Document excerpt »
start

1. Hire a Video Production Consultant

You may know the basics of video production, but hiring a true professional to produce the video will make a huge difference in the quality of the final result. You can cut costs everywhere else — but this is something totally worth paying for. You don't have to hire the fanciest production team in town; there are often smaller production crews and teams who are available more affordably. Look for someone who has specific prior experience creating music videos.

2. Cast Your Friends as Actors

Music videos that feature only the band members scream "low budget" and tend to be less desirable because if people just wanted to see you play, they could go to one of your shows. Ask some of your friends to act in your music video. Most will be happy to help you and won't ask for compensation, but a little something for their trouble, even if it's just some pizza, will go a long way.

3. Keep the Set and Scenes Simple

Ideally, you should not have to invest any money in a set or scenes. Film your video in a public setting, such as a park, a museum, or along the street. This may require some careful planning of the script and logic behind the video, so don't solidify the script until you decide where you are going to film. Also, try to have the whole video take place in just one or two locations. This will make it easier for your video production company to edit the piece together, saving you money on their services.

end

Data supplied »

start

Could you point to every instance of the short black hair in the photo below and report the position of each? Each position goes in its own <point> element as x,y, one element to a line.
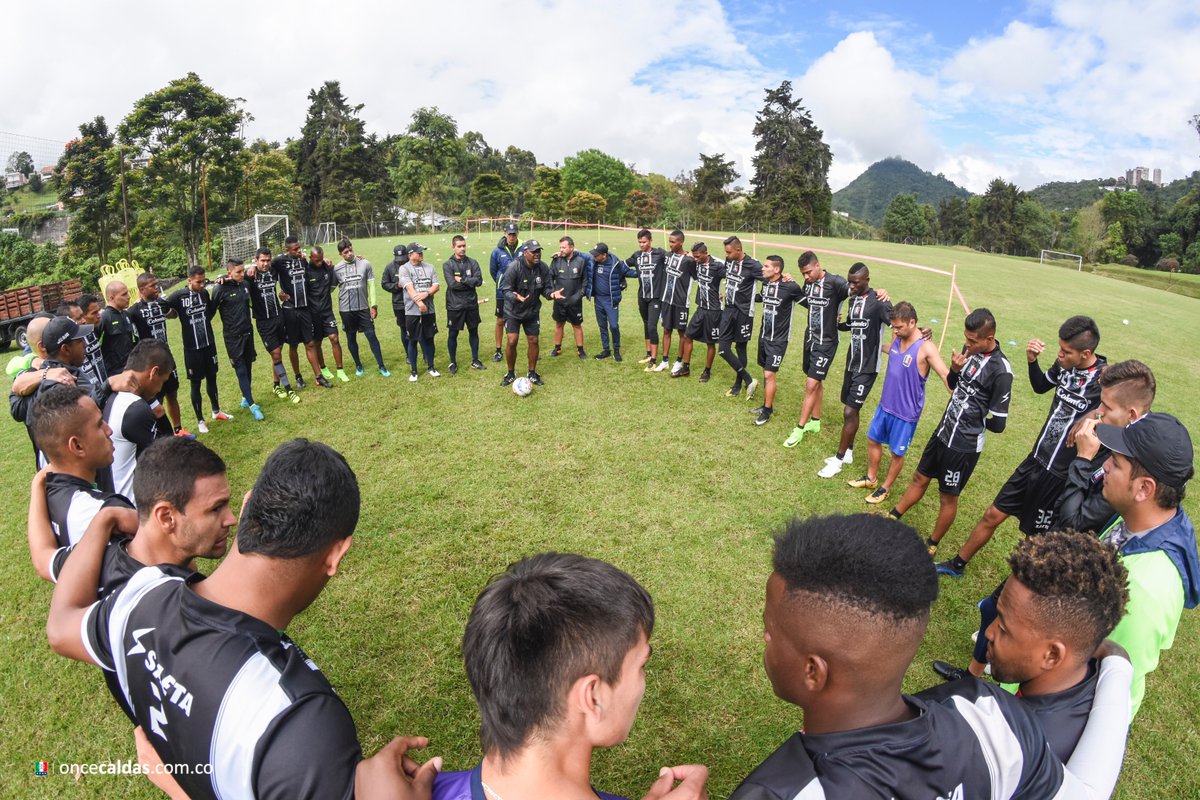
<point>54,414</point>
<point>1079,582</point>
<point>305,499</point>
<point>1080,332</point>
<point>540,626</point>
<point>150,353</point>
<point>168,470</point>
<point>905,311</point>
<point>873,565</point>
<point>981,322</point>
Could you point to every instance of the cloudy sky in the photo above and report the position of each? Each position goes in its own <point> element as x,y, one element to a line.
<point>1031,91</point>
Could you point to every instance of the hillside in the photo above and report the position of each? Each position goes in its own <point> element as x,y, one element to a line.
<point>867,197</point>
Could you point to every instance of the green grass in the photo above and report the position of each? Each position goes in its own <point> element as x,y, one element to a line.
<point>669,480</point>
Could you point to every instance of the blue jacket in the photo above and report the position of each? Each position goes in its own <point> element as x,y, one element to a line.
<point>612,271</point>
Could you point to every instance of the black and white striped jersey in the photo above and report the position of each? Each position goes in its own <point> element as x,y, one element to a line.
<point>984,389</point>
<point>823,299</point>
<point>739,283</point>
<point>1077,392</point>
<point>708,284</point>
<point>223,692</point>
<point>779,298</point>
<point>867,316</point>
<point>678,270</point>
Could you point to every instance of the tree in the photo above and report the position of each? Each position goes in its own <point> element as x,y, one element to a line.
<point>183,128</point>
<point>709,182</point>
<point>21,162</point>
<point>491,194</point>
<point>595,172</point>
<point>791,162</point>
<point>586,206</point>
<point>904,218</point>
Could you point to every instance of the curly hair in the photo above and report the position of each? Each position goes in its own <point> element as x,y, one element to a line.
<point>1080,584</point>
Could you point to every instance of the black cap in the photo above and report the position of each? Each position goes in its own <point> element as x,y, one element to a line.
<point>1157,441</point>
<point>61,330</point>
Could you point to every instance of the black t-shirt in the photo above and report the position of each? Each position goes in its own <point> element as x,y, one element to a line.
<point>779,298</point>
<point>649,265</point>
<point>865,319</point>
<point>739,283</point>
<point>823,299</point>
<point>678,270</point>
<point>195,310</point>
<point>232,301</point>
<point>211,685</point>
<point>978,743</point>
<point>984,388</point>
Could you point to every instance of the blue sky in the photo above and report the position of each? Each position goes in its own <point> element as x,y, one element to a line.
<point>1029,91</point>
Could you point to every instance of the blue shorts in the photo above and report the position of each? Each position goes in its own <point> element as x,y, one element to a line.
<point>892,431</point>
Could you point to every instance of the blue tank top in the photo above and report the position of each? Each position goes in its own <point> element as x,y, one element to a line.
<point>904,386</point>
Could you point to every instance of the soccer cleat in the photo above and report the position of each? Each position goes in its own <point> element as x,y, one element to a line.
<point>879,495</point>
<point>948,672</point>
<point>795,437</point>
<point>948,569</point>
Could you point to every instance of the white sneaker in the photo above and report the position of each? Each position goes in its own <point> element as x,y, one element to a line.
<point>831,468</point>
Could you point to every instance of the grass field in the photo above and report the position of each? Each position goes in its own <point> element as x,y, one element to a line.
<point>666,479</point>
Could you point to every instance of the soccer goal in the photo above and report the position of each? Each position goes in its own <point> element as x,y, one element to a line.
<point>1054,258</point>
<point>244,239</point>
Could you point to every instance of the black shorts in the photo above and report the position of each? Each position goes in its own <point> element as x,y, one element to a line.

end

Exercises to complete »
A. In the music video tips, what kind of prior experience should a hired video production consultant have?
B. Lay out the records as a JSON list of strings, one string per line, beginning at the line that contains "Could you point to every instance of the blue jacket" and stopping after the line that contains "<point>612,271</point>".

Results for each task »
A. Experience creating music videos.

B.
[
  "Could you point to every instance of the blue jacket in the photo above and report the position of each? Each position goes in its own <point> element as x,y, one element to a line.",
  "<point>612,271</point>"
]